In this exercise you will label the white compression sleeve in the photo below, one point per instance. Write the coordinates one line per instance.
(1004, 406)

--

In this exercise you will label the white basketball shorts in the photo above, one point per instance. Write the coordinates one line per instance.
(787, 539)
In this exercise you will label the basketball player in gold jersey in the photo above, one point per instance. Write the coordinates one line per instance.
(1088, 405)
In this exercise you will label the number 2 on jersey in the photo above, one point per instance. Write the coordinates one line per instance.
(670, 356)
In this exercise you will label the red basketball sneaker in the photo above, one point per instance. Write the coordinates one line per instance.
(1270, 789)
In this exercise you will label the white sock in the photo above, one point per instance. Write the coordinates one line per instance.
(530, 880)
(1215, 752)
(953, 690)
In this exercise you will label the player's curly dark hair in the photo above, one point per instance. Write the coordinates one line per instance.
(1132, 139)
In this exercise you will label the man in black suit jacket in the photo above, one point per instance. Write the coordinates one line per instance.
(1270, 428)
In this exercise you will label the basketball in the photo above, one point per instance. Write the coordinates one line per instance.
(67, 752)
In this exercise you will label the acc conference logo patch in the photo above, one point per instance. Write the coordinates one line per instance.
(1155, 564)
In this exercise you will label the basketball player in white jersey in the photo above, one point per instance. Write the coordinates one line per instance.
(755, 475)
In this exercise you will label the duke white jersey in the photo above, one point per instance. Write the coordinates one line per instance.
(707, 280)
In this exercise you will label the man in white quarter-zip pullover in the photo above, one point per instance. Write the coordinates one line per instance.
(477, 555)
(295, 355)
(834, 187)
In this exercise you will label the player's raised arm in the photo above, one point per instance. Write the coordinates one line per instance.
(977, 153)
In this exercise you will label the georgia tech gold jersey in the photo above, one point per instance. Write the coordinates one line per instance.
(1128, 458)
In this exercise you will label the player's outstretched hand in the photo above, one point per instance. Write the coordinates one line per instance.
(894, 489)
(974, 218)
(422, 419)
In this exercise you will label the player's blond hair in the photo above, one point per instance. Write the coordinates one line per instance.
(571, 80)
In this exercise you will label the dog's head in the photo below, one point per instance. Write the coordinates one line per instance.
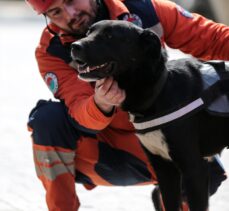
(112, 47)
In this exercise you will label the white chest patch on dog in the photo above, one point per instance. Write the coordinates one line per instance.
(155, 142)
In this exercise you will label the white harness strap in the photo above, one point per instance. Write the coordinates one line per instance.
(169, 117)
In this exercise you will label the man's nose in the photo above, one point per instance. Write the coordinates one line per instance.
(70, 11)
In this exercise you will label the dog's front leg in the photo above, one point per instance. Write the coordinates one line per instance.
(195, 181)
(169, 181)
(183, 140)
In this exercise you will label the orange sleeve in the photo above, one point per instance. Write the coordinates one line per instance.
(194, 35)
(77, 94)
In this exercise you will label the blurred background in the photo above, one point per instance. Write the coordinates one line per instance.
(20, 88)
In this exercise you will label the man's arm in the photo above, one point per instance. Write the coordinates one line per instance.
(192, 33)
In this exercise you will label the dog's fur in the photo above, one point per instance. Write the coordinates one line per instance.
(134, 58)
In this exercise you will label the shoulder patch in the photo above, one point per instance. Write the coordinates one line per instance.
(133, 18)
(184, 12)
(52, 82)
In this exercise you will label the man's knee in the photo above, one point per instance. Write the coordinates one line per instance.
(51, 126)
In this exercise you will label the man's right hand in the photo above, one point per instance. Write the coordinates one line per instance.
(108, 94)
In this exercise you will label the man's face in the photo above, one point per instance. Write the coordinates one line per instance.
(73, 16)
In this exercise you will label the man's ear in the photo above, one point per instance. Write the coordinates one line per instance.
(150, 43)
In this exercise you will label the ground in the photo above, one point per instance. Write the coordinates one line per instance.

§ Task brief
Transcribe each line of the data above, unaltered, from the one where "In this exercise you will label the man's ear" appears to the one where "In this exercise you will label the ground" appears, inclusive of both.

§ Response
In this exercise you will label the man's ear in the photo above, one point per instance. Write the coordinates one line per instance.
(150, 43)
In this exercise you will label the ground in the photo above, one point per instance. Write the coordinates one line per instance.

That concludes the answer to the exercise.